思路
■ 求最大流的过程,就是不断找到一条源到汇的路径,然后构建残余网络,再在残余网络上寻找新的路径,使总流量增加,然后形成新的残余网络,再寻找新路径…..直到某个残余网络上找不到从源到汇的路径为止,最大流就算出来了。
■ 每次寻找新流量并构造新残余网络的过程,就叫做寻找流量的“增广路径”,也叫“增广”
现在假设每条边的容量都是整数,这个算法每次都能将流至少增加1
由于整个网络的流量最多不超过 图中所有的边的容量和C,从而算法会结束
复杂度
找增广路径的算法可以用dfs,复杂度为边数m+顶点数n ,Dfs 最多运行C次 ,所以时间复杂度为 $C \times (m+n) =C \times n^2$
这个算法实现很简单
但是注意到在图中C可能会非常大
因此在每次增广的时候,选择从源到汇的具有最少边数的增广路径,即不是通过dfs寻找增广路径,而是通过bfs寻找增广路径。
这就是Edmonds-Karp 最短增广路算法
已经证明这种算法的复杂度上限为 $nm^2$ (n是点数,m是边数)
例题: Drainage Ditches
Every time it rains on Farmer John's fields, a pond forms over Bessie's favorite clover patch. This means that the clover is covered by water for awhile and takes quite a long time to regrow. Thus, Farmer John has built a set of drainage ditches so that Bessie's clover patch is never covered in water. Instead, the water is drained to a nearby stream. Being an ace engineer, Farmer John has also installed regulators at the beginning of each ditch, so he can control at what rate water flows into that ditch.
Farmer John knows not only how many gallons of water each ditch can transport per minute but also the exact layout of the ditches, which feed out of the pond and into each other and stream in a potentially complex network.
Given all this information, determine the maximum rate at which water can be transported out of the pond and into the stream. For any given ditch, water flows in only one direction, but there might be a way that water can flow in a circle.

给定行
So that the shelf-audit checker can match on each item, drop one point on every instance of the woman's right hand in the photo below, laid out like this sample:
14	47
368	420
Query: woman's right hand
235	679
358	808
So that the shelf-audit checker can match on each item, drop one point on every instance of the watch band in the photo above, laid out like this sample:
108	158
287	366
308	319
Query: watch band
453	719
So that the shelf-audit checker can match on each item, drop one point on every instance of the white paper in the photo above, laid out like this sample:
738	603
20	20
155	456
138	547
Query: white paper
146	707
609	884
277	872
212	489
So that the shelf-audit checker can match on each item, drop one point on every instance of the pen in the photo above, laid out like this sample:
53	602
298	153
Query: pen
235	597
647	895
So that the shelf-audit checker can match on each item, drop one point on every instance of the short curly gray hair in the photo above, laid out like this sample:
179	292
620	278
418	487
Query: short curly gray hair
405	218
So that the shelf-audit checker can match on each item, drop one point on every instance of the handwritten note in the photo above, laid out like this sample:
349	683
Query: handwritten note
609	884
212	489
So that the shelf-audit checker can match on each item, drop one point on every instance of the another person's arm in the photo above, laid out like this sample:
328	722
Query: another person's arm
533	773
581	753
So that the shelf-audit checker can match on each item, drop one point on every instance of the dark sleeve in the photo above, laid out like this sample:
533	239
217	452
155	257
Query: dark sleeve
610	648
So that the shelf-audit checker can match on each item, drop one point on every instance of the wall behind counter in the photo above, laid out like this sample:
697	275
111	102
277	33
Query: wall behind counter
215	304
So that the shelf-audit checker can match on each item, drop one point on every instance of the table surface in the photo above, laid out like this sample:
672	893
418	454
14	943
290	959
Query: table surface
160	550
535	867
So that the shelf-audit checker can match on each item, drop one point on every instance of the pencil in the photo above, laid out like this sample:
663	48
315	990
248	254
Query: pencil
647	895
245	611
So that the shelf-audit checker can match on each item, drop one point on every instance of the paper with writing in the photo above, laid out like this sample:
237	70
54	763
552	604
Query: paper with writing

任务要求
请列出最大流算法说明中用字母代表的全部量,并写明每个字母的含义。

任务输出
C:图中所有边的容量和
m:边数
n:顶点数(点数)